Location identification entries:

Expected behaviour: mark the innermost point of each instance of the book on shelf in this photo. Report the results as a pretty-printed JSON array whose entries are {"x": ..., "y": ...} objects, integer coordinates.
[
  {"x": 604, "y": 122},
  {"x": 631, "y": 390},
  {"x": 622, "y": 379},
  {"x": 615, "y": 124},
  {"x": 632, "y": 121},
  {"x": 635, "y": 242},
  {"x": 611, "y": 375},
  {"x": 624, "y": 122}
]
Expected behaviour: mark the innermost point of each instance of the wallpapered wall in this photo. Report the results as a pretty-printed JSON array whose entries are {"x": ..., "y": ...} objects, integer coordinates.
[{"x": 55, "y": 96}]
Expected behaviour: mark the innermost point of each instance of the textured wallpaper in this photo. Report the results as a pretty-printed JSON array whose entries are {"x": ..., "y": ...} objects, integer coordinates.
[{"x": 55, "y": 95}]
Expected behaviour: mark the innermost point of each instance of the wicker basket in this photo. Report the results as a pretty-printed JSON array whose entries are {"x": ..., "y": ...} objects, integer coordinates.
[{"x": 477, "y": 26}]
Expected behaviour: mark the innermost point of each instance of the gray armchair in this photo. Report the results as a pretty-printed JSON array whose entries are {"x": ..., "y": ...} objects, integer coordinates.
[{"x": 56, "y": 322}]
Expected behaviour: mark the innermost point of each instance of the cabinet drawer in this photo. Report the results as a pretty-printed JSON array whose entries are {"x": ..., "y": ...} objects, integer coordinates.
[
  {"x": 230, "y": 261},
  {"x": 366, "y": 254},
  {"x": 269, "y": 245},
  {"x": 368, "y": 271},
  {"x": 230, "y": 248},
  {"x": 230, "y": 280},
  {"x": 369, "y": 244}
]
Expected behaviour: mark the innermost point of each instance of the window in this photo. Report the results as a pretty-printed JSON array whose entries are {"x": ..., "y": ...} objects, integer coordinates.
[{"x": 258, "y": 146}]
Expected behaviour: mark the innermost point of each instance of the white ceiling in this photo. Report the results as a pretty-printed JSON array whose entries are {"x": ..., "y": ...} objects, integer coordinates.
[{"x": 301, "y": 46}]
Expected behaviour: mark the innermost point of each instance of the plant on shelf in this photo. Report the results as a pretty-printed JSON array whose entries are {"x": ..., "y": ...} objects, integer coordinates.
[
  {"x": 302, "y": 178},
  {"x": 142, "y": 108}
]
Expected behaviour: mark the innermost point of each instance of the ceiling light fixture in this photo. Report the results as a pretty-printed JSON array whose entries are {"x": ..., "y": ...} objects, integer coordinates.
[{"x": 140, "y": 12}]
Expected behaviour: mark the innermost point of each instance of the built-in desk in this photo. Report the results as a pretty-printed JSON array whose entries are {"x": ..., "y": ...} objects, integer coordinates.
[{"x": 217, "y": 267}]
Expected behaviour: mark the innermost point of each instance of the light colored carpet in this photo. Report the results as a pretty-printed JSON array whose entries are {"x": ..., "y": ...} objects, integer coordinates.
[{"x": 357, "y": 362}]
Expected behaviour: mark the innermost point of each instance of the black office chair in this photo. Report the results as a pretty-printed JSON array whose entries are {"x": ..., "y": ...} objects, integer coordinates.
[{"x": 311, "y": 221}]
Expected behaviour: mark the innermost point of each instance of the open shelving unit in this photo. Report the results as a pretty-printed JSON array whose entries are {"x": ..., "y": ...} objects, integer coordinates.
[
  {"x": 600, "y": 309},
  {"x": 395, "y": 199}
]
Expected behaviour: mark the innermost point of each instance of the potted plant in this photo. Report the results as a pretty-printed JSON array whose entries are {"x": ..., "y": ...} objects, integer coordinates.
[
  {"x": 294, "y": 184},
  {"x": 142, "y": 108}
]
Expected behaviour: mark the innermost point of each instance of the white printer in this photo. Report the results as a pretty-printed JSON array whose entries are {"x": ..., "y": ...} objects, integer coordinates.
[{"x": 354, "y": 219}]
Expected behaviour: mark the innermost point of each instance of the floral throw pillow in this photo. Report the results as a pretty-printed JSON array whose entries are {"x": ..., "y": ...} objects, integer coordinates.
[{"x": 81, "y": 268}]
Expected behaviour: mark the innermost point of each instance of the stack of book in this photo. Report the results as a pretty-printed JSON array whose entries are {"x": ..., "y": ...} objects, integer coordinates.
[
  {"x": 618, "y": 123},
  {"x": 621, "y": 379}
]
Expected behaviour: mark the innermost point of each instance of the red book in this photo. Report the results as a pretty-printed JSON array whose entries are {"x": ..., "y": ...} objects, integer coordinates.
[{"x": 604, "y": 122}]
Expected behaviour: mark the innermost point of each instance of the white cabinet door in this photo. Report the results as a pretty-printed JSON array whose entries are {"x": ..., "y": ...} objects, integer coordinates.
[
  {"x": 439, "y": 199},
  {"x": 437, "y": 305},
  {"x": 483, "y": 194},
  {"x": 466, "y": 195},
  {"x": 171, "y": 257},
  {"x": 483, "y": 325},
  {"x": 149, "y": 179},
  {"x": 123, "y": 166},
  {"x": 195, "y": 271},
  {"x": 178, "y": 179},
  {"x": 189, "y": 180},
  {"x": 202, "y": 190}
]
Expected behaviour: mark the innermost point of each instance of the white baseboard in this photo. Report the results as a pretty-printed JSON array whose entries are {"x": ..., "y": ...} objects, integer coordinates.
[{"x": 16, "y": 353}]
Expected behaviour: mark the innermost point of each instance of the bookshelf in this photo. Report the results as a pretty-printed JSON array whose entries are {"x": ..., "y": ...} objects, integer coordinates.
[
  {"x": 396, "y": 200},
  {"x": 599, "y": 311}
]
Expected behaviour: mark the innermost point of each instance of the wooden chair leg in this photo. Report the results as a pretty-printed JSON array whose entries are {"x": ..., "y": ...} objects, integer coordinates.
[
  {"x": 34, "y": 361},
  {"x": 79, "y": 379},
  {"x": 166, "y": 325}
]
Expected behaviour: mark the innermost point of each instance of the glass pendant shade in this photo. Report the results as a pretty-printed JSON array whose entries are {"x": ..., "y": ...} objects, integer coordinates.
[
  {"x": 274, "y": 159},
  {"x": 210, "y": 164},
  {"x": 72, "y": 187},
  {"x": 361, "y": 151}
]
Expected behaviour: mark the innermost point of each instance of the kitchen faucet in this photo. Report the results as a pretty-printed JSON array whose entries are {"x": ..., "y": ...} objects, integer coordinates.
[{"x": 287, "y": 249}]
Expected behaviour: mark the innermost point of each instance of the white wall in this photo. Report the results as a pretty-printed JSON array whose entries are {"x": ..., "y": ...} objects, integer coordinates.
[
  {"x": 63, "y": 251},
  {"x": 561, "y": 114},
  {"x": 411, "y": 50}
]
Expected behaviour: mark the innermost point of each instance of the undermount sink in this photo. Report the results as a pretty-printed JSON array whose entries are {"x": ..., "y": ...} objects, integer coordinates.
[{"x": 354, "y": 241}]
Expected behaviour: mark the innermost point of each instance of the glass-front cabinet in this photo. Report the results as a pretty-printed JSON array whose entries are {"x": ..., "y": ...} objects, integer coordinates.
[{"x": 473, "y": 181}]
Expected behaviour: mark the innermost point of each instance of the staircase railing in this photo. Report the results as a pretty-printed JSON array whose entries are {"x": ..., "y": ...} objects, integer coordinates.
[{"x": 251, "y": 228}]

▸ **Problem details**:
Repeat exactly the lines starting at the line with "of the glass-front" and ending with the final line of the entries. Include nothing else.

▸ **Exercise output**:
Expected behaviour: mark the innermost point of each instance of the glass-front cabinet in this photo. Report the results as a pretty-printed JSON array whose entries are {"x": ..., "y": ...} objects, integer coordinates.
[{"x": 473, "y": 181}]
Expected behaviour: mark the innermost point of each instance of the staircase railing in this photo. Report the results as a pretty-printed JSON array whose entries are {"x": ..., "y": ...} objects, integer coordinates.
[{"x": 251, "y": 228}]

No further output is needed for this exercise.